Convert the lines below into a Markdown table with the columns Row and Line, numbering each row and omitting blank lines. Leave the pictures out of the table.
# START OF Extracted material
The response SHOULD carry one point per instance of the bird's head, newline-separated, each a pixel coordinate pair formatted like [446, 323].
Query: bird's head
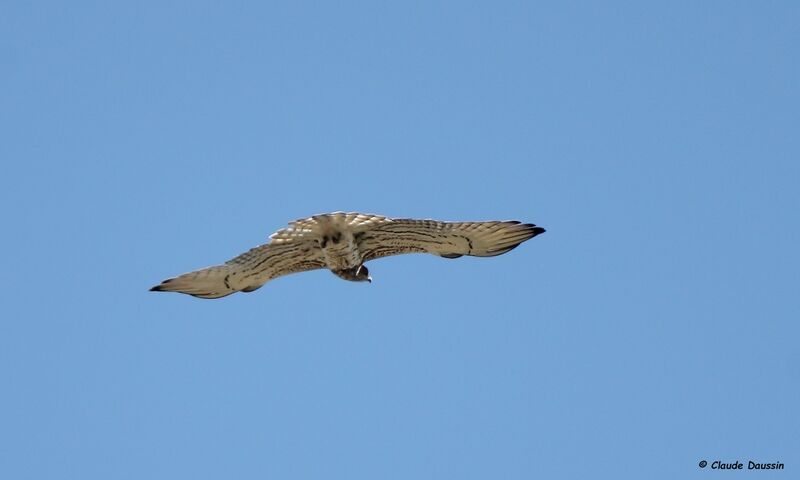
[355, 274]
[362, 274]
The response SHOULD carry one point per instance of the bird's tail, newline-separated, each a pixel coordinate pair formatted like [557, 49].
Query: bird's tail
[211, 282]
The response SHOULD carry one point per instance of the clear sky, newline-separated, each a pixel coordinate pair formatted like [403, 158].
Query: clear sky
[654, 325]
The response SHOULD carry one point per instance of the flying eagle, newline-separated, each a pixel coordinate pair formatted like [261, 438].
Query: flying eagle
[342, 242]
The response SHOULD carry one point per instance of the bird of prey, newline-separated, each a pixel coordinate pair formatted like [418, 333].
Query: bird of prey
[342, 242]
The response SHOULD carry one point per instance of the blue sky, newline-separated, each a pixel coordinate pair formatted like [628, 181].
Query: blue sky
[654, 325]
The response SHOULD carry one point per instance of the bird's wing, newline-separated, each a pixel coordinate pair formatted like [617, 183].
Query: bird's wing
[446, 239]
[250, 270]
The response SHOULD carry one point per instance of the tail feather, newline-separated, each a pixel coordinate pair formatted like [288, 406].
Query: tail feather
[211, 282]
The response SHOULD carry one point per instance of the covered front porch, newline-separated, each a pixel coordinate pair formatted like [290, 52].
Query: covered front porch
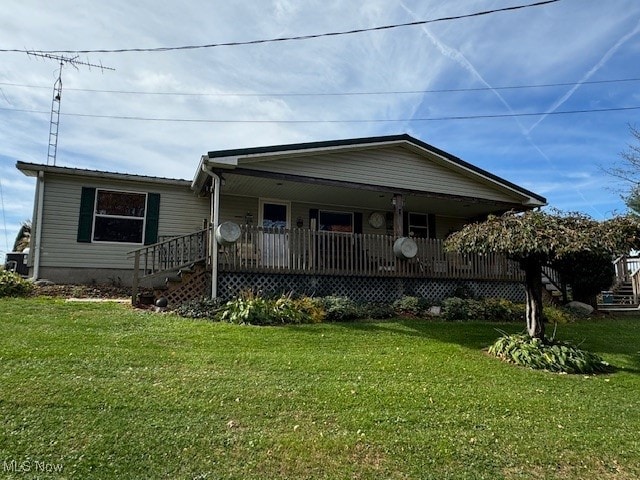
# END OF Extracted material
# Answer to the exercise:
| Row | Line |
|---|---|
| 1 | The response SHOULD carry one point per instance of the bird's head, newline-separated, each a pixel coordinate pair formatted like [446, 323]. |
| 2 | Query: bird's head |
| 3 | [355, 274] |
| 4 | [362, 274] |
| 5 | The response SHOULD carry one point per instance of the bird's tail, newline-separated, each a pixel coordinate pair formatted like [557, 49]. |
| 6 | Query: bird's tail |
| 7 | [211, 282] |
| 8 | The response SHOULD carry one point per instance of the clear sky, newline-separated, each a pixel coordinate pair formatted like [403, 158]. |
| 9 | Query: clear sky |
| 10 | [654, 325] |
| 11 | The response SHOULD carry one point per instance of the flying eagle, newline-separated, each a pixel coordinate pair formatted like [261, 438]. |
| 12 | Query: flying eagle |
| 13 | [342, 242] |
| 14 | The response SHOULD carry one point per instance of the bird of prey, newline-separated, each a pixel coordinate pair formatted like [418, 333]. |
| 15 | Query: bird of prey |
| 16 | [342, 242] |
| 17 | The response SHOULD carry one point per instance of the blue sky, newline-separated, each a pixel coordinate pair formatted like [628, 181]. |
| 18 | Query: blue sky |
| 19 | [654, 325] |
| 20 | The response SHOULD carry one point per instance of the bird's wing, newline-separated, each a pixel coordinate pair formatted like [617, 183]. |
| 21 | Query: bird's wing |
| 22 | [446, 239] |
| 23 | [250, 270] |
| 24 | The response SHOULD carry one point per instance of the tail feather, newline-separated, each a pixel coordinate pair formatted like [288, 406]. |
| 25 | Query: tail feather |
| 26 | [211, 282] |
| 27 | The response SHOULD carry one point per instance of the covered front porch, newline-separated, each a pixel coordinate pair formatted like [290, 52]. |
| 28 | Query: covered front porch |